▶ **Task 1**
Translate this sentence from the youth worker self-care tips below into Spanish: "Build and maintain an up-to-date referral list of services in local community."
▶ **Task 2**
From the youth worker self-care tips below, copy word for word the span from "COVID-specific self-care resources" up to and including "(YPPN) and Huddles.".

▶ **Provided passage**
[Start of Attachment]

For workers who are supporting young people who have lived experience of, or who care for and support others with mental health conditions, it can be difficult to switch off.  

Over the coming months, with the Royal Commission into Mental Health, there will be an increase in mental health related conversations, assessments or mental health related work.

Here are YACVic’s tips on looking after yourself and your peers.

COVID-specific self-care resources

Download a helpful poster to remind your office to take care

Know your boundaries and ask for help

  • Know your boundaries, if a situation is beyond your skill level or capacity, ask others to assist.   
  • Know what services you can refer young people to. For more urgent referrals, know what waiting lists may be expected until someone can help and what your service may need to do to hold or support someone until they can get an appointment.
  • Build and maintain an up-to-date referral list of services in local community.
    • A good way to find this information about local services is joining a youth worker network; council youth services will often be able to tell you about your local networks. For region and state-wide networks, YACVic runs a Youth Peer Participation Network (YPPN) and Huddles.
  • Holding other people’s experiences can be taxing, even when you care, so you might need someone to listen to YOU. That’s okay, remember you have a support network to reach out to as well. 
  • If you are engaging with young people online, read this article for practical tips to set boundaries and manage your own wellbeing.

Make it a priority in your workplace

  • Make sure you are getting regular supervision and/or debriefing.

[End of Attachment]

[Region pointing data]
[Start of Attachment]

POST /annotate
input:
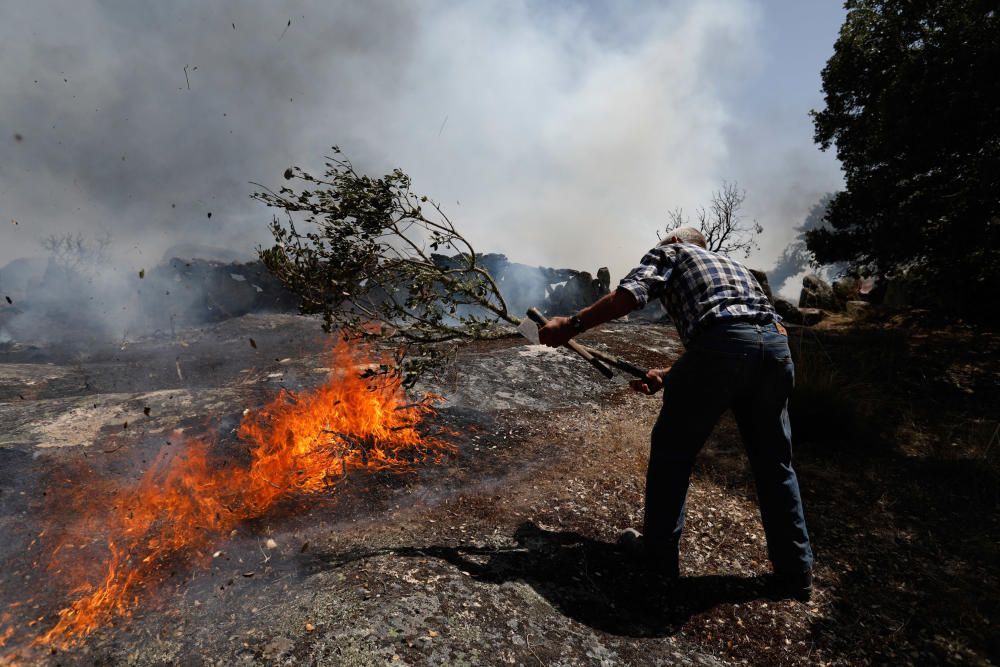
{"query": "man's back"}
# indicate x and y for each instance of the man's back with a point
(698, 288)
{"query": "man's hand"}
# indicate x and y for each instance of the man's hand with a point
(557, 332)
(652, 383)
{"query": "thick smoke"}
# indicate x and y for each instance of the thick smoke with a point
(556, 133)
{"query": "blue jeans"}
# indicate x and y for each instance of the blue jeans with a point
(746, 367)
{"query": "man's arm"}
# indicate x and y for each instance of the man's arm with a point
(609, 307)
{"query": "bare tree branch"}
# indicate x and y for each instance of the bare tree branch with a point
(722, 223)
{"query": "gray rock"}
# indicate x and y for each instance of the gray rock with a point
(795, 315)
(858, 308)
(846, 289)
(811, 316)
(817, 293)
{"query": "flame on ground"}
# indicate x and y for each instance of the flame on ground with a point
(299, 443)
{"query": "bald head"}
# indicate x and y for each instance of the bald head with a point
(685, 235)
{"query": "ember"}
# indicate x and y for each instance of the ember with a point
(299, 443)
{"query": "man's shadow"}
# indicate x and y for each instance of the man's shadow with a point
(592, 582)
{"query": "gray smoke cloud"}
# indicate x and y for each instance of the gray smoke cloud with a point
(557, 133)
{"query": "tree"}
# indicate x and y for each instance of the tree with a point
(722, 223)
(368, 263)
(74, 254)
(912, 100)
(796, 257)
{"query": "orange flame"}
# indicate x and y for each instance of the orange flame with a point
(299, 444)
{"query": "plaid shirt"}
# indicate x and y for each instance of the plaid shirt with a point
(698, 288)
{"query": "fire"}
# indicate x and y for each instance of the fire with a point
(299, 443)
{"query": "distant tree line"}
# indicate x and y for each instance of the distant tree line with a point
(912, 97)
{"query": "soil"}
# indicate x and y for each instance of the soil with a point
(506, 554)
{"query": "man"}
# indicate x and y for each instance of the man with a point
(736, 357)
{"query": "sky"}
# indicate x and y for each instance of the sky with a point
(559, 133)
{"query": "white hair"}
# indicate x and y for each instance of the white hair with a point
(685, 235)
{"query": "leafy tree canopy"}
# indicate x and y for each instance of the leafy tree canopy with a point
(912, 97)
(363, 252)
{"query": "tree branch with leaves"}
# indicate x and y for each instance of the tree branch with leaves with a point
(368, 254)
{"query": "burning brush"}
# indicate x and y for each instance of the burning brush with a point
(302, 443)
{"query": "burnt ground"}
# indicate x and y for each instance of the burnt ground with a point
(505, 554)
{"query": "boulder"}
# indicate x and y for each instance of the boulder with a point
(858, 308)
(817, 293)
(846, 289)
(811, 316)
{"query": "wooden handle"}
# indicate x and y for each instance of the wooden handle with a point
(620, 364)
(540, 320)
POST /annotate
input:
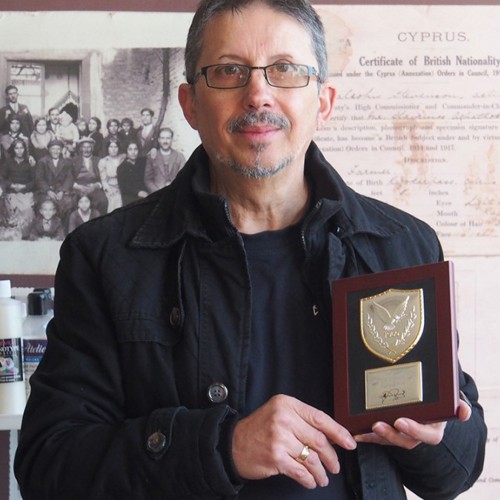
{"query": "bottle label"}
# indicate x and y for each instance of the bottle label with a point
(11, 358)
(33, 351)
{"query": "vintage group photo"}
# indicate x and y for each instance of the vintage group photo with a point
(80, 138)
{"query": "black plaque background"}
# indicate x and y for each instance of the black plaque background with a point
(436, 350)
(362, 359)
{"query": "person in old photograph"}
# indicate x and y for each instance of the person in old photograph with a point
(17, 178)
(67, 130)
(83, 129)
(190, 354)
(95, 133)
(83, 212)
(40, 138)
(47, 224)
(54, 180)
(14, 132)
(53, 120)
(87, 179)
(14, 107)
(112, 129)
(146, 133)
(108, 167)
(130, 175)
(127, 133)
(162, 168)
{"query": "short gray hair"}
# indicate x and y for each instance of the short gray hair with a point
(301, 10)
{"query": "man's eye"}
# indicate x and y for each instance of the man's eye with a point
(229, 70)
(284, 68)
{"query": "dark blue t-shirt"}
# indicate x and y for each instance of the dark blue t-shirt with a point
(291, 347)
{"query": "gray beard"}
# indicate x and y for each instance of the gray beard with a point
(255, 171)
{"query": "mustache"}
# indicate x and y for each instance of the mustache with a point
(254, 118)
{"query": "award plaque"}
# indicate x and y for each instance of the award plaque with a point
(395, 347)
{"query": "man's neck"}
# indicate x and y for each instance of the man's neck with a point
(269, 204)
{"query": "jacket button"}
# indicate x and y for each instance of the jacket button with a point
(217, 392)
(156, 442)
(175, 317)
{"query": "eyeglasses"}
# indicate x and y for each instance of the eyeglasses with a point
(233, 76)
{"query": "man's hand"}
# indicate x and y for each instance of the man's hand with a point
(407, 433)
(269, 441)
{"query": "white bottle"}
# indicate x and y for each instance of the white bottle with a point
(12, 386)
(34, 334)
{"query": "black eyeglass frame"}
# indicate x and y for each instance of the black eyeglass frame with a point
(311, 71)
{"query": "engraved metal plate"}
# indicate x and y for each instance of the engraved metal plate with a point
(393, 385)
(392, 322)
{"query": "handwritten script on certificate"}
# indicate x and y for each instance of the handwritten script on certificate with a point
(417, 114)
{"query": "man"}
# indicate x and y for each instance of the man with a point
(112, 127)
(166, 163)
(54, 180)
(190, 355)
(13, 107)
(54, 121)
(86, 175)
(127, 133)
(146, 134)
(14, 132)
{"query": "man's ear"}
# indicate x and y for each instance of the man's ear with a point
(187, 99)
(326, 100)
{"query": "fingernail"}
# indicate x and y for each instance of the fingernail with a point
(401, 424)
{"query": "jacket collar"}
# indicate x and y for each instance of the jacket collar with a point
(187, 208)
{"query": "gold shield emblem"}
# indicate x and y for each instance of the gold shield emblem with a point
(392, 322)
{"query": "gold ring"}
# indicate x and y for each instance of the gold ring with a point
(304, 453)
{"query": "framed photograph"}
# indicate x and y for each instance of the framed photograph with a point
(395, 347)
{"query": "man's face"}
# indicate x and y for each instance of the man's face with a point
(55, 152)
(146, 118)
(132, 151)
(19, 150)
(86, 149)
(54, 116)
(12, 96)
(113, 128)
(286, 119)
(165, 140)
(15, 126)
(47, 210)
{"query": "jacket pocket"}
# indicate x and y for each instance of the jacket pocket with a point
(141, 328)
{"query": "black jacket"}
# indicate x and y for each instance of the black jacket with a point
(152, 309)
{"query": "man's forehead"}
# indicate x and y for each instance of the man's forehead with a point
(256, 26)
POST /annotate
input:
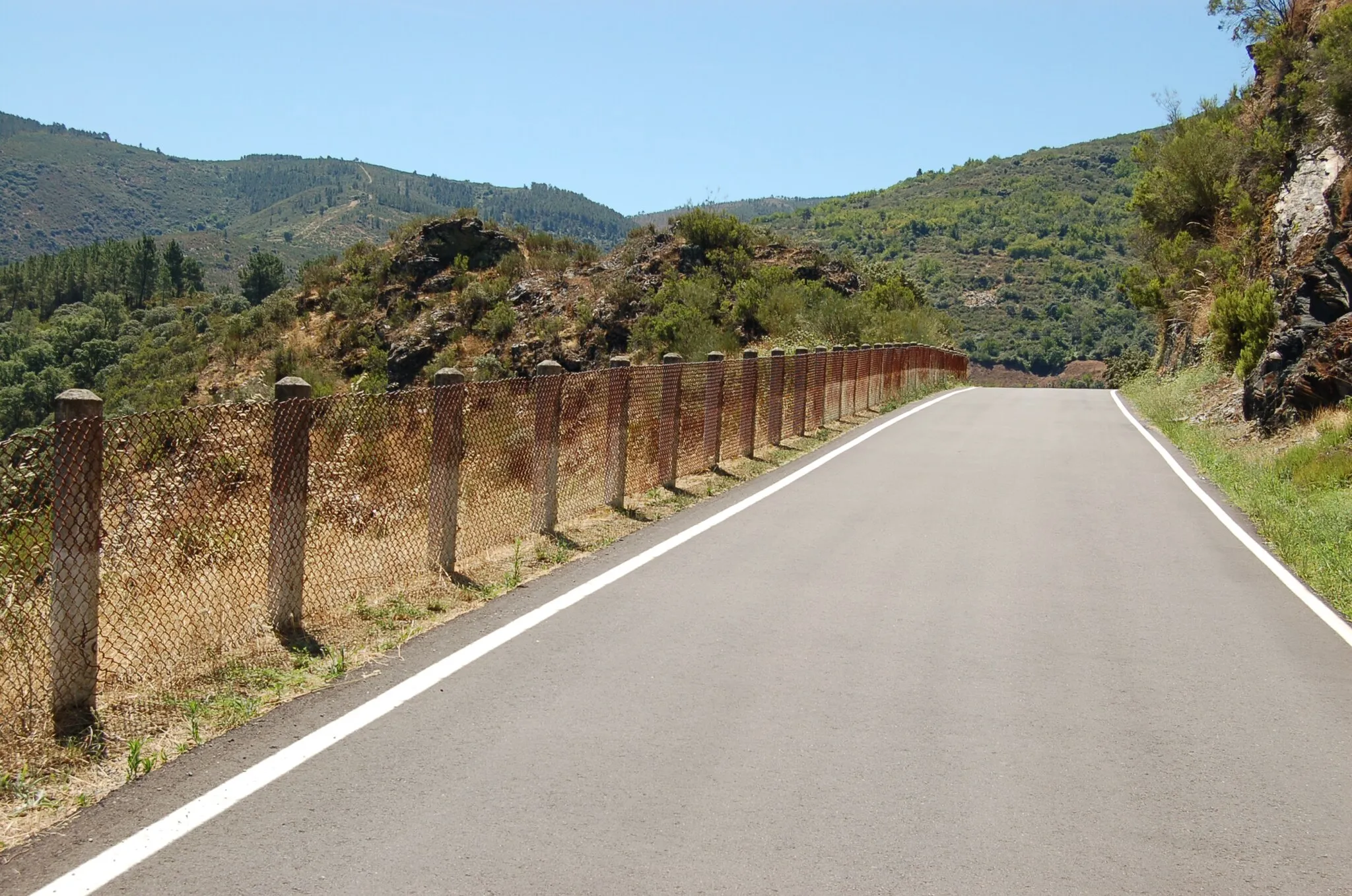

[End of Attachment]

▶ **Answer area 1**
Elabore y mantenga actualizada una lista de derivación de los servicios de la comunidad local.

▶ **Answer area 2**
COVID-specific self-care resources

Download a helpful poster to remind your office to take care

Know your boundaries and ask for help

  • Know your boundaries, if a situation is beyond your skill level or capacity, ask others to assist.   
  • Know what services you can refer young people to. For more urgent referrals, know what waiting lists may be expected until someone can help and what your service may need to do to hold or support someone until they can get an appointment.
  • Build and maintain an up-to-date referral list of services in local community.
    • A good way to find this information about local services is joining a youth worker network; council youth services will often be able to tell you about your local networks. For region and state-wide networks, YACVic runs a Youth Peer Participation Network (YPPN) and Huddles.